PERCORSO: Dal Fascismo alla Liberazione > questa pagina

 

Riflessioni offerte dalla lettura della Tesi di Laurea: “I FATTI DI RENZINO - MOVIMENTO SINDACALE E SQUADRISTI A FOIANO (l9I9-1921)“, redatta da Giulio Bigozzi, nell’A.A. 1993-94 – Università degli Studi di Siena, Facoltà di Giurisprudenza, Corso di Laurea in Scienze Politiche.

Il clima storico-politico, nel quale si svolsero i fatti di Renzino, è stato oggetto di analisi e studio compiuti da vari ambiti del mondo culturale (tesi di laurea, pubblicazioni a cura di Enti pubblici ecc.), ma ancora oggi, a distanza di quasi un secolo da quei tragici avvenimenti, si avverte la necessità di riesaminare quel periodo che ha così profondamente inciso nella storia della Valdichiana e nell’immaginario dei suoi abitanti.

Come si sa agli inizi del secolo XX in Valdichiana prevaleva l’agricoltura che era, per tradizionale consuetudine, caratterizzata dalla conduzione a mezzadria. Questo tipo di contratto a causa della disparità degli impegni del padrone e del mezzadro, produceva nella popolazione contadina quella contrapposizione di interessi potenzialmente gravida di conflitti sociali che condurranno nei primi anni del secolo XX ai primi scioperi nella Valdichiana senese, fino a giungere ad episodi di vera e propria guerra civile nell’immediato primo dopoguerra.

Dati raccolti:
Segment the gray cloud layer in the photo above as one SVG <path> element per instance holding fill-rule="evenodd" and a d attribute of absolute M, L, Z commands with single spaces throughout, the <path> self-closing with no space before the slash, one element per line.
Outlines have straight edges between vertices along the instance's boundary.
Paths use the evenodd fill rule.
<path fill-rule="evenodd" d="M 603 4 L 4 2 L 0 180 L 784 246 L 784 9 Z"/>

Compito assegnato A:
Rispondi alle seguenti domande sul testo sui fatti di Renzino.
(i) Chi ha redatto la tesi di laurea da cui nascono le riflessioni?
(ii) A quale distanza di tempo da quei tragici avvenimenti si avverte ancora la necessità di riesaminare quel periodo?
(iii) Da quale forma di conduzione era caratterizzata l'agricoltura in Valdichiana agli inizi del secolo XX?
Compito assegnato B:
Trascrivi fedelmente il passo del testo sui fatti di Renzino che va da "Come si sa agli" fino a "nell’immediato primo dopoguerra." compreso.

Soluzione A:
(i) Giulio Bigozzi.
(ii) A distanza di quasi un secolo.
(iii) Dalla conduzione a mezzadria.

Soluzione B:
Come si sa agli inizi del secolo XX in Valdichiana prevaleva l’agricoltura che era, per tradizionale consuetudine, caratterizzata dalla conduzione a mezzadria. Questo tipo di contratto a causa della disparità degli impegni del padrone e del mezzadro, produceva nella popolazione contadina quella contrapposizione di interessi potenzialmente gravida di conflitti sociali che condurranno nei primi anni del secolo XX ai primi scioperi nella Valdichiana senese, fino a giungere ad episodi di vera e propria guerra civile nell’immediato primo dopoguerra.